***** READING TEXT

Then Jacob was greatly afraid and was distressed: and he divided the people who were with him, and the flocks, and the herds, and the camels, into two companies; and he said, "If Esau comes to the one company, and strikes it, then the company which is left will escape." Jacob said, "God of my father Abraham, and God of my father Isaac, Yahweh, who said to me, 'Return to your country, and to your relatives, and I will do you good.' I am not worthy of the least of all the loving kindnesses, and of all the truth, which you have shown to your servant; for with just my staff I passed over this Jordan; and now I have become two companies. Please deliver me from the hand of my brother, from the hand of Esau: for I fear him, lest he come and strike me, and the mothers with the children. You said, 'I will surely do you good, and make your seed as the sand of the sea, which can't be numbered because there are so many.'"

Psalms 102:1-2 WEB

> Hear my prayer, Yahweh! Let my cry come to you. Don't hide your face from me in the day of my distress. Turn your ear to me. Answer me quickly in the day when I call.

Psalms 88:1-3 WEB

> Yahweh, the God of my salvation, I have cried day and night before you. Let my prayer enter into your presence. Turn your ear to my cry. For my soul is full of troubles. My life draws near to Sheol.

Psalms 86:7 WEB

In the day of my trouble I will call on you, For you will answer me.

Psalms 63:6 WEB

When I remember you on my bed, And think about you in the night watches.

Psalms 38:3-8 WEB

There is no soundness in my flesh because of your indignation, Neither is there any health in my bones because of my sin. For my iniquities have gone over my head. As a heavy burden, they are too heavy for me. My wounds are loathsome and corrupt, Because of my foolishness. I am pained and bowed down greatly. I go mourning all day long. For my loins are filled with burning. There is no soundness in my flesh. I am faint and severely bruised. I have groaned by reason of the anguish of my heart.

**********

#### [EXERCISES]
(1) List every Psalms reference that the Bible passages give.
(2) Summarize the Bible passages in two sentences.
(3) Pick up the Bible passages after their last sentence and carry them on.
The records come from a separate source.

***** DATASET CONTENT

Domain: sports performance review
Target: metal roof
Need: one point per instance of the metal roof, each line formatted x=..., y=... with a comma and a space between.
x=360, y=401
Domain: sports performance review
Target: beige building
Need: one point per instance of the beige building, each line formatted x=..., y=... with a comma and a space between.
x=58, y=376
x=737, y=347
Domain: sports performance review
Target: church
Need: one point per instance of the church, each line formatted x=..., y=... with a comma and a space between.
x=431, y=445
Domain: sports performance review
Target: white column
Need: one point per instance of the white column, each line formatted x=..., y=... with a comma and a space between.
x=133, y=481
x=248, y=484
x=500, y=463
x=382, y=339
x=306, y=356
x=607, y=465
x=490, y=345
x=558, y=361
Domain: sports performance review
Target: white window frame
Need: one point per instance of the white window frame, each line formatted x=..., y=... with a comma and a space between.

**********

#### [TASK RESULTS]
(1) Psalms 102:1-2, Psalms 88:1-3, Psalms 86:7, Psalms 63:6, Psalms 38:3-8

(2) Afraid of Esau, Jacob divides his people and animals into two companies so that one can escape, and he prays to Yahweh to deliver him, recalling the promise to do him good and make his seed as the sand of the sea. Lines from the Psalms follow, in which the speaker begs Yahweh to hear a prayer in the day of distress, remembers him in the night watches, and describes pain and anguish because of sin.

(3)
Psalms 18:6 WEB

In my distress I called on Yahweh, And cried to my God. He heard my voice out of his temple, My cry before him came into his ears.

Psalms 6:2-3 WEB

Have mercy on me, Yahweh, for I am faint. Yahweh, heal me, for my bones are troubled. My soul is also in great anguish. But you, Yahweh--how long?

Job 11:13 WEB

"If you set your heart aright, Stretch out your hands toward him.

Esther 4:1-4 WEB

Now when Mordecai knew all that was done, Mordecai tore his clothes, and put on sackcloth with ashes, and went out into the midst of the city, and cried with a loud and a bitter cry; and he came even before the king's gate: for none might enter within the king's gate clothed with sackcloth. In every province, wherever the king's commandment and his decree came, there was great mourning among the Jews, and fasting, and weeping, and wailing; and many lay in sackcloth and ashes. Esther's maidens and her chamberlains came and told it her; and the queen was exceedingly grieved: and she sent clothing to clothe Mordecai, and to take his sackcloth from off him; but he didn't receive it.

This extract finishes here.